--- start of DATA FOR PROCESSING ---
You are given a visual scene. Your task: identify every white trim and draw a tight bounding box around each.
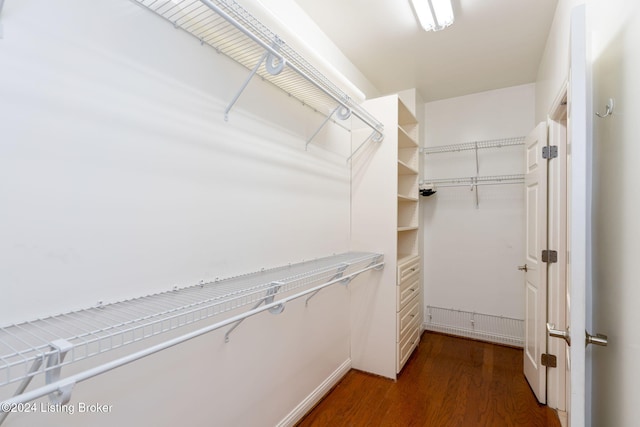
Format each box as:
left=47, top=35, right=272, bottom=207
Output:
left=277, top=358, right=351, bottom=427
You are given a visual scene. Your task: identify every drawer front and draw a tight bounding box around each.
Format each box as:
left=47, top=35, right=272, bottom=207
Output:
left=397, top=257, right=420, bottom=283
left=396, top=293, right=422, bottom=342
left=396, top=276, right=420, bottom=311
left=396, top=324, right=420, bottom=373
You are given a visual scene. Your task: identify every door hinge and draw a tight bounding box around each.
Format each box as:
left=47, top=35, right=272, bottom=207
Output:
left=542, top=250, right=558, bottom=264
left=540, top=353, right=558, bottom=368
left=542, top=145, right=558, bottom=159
--- end of DATA FOR PROCESSING ---
--- start of DATA FOR PROCESSING ---
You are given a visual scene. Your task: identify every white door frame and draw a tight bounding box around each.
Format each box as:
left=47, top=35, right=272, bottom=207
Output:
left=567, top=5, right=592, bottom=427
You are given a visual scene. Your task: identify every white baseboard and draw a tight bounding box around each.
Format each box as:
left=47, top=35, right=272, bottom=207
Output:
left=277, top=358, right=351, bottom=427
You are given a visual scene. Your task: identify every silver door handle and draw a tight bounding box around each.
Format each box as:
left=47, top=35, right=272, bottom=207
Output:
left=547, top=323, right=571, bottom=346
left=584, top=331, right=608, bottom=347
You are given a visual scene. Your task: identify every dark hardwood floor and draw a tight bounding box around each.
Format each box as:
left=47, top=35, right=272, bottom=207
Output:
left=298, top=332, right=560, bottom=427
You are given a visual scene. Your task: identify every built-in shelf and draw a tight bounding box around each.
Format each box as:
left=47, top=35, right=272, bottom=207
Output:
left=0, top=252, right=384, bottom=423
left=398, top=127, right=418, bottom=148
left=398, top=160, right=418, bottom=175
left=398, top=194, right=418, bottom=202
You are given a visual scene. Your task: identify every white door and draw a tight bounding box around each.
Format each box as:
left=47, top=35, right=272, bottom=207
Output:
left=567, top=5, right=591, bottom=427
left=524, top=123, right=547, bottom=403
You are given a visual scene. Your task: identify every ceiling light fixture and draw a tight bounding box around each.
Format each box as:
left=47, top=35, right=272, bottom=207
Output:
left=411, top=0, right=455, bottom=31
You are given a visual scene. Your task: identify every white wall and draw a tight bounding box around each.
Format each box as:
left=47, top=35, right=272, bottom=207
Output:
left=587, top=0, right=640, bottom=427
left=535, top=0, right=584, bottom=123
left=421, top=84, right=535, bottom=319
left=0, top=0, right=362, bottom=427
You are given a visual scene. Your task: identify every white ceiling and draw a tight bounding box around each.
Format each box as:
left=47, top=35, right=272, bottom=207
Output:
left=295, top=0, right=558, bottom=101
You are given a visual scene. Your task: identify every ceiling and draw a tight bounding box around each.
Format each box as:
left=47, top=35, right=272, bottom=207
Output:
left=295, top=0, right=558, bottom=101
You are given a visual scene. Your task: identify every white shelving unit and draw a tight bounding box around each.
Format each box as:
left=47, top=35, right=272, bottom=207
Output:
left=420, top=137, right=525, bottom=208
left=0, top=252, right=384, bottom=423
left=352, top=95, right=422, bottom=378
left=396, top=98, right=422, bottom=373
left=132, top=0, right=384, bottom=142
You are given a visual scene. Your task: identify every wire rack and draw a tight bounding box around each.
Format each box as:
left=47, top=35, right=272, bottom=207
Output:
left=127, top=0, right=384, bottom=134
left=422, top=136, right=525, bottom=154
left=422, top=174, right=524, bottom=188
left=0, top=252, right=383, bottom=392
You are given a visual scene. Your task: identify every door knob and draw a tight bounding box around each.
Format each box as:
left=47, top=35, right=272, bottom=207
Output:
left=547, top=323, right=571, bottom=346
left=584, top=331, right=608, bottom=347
--- end of DATA FOR PROCESSING ---
### WHAT TO PRODUCE
Please render the part of the records that opens with the line containing "You are given a visual scene. Your task: identify every dark" and closes with the line containing "left=411, top=0, right=455, bottom=31", both included, as a numbered list, leaving out blank lines.

### PROBLEM SOLUTION
1. You are given a visual scene. Your task: identify every dark hardwood floor and draw a tight bounding box around each.
2. Format each box as:
3. left=47, top=35, right=272, bottom=207
4. Output:
5. left=298, top=332, right=560, bottom=427
6. You are given a visual scene. Your task: identify every built-in shelf and draw a tight bounding box around each.
7. Format each box as:
8. left=47, top=35, right=272, bottom=207
9. Output:
10. left=0, top=252, right=384, bottom=423
11. left=398, top=127, right=418, bottom=148
12. left=398, top=160, right=418, bottom=175
13. left=398, top=194, right=418, bottom=202
14. You are given a visual scene. Your task: identify every white door and draw a tight bounding box around each.
15. Format each box as:
16. left=47, top=35, right=272, bottom=207
17. Output:
18. left=567, top=5, right=591, bottom=427
19. left=524, top=123, right=547, bottom=403
20. You are given a visual scene. Your task: identify every ceiling light fixture and draw a tight bounding box around each.
21. Format each box as:
22. left=47, top=35, right=272, bottom=207
23. Output:
24. left=411, top=0, right=455, bottom=31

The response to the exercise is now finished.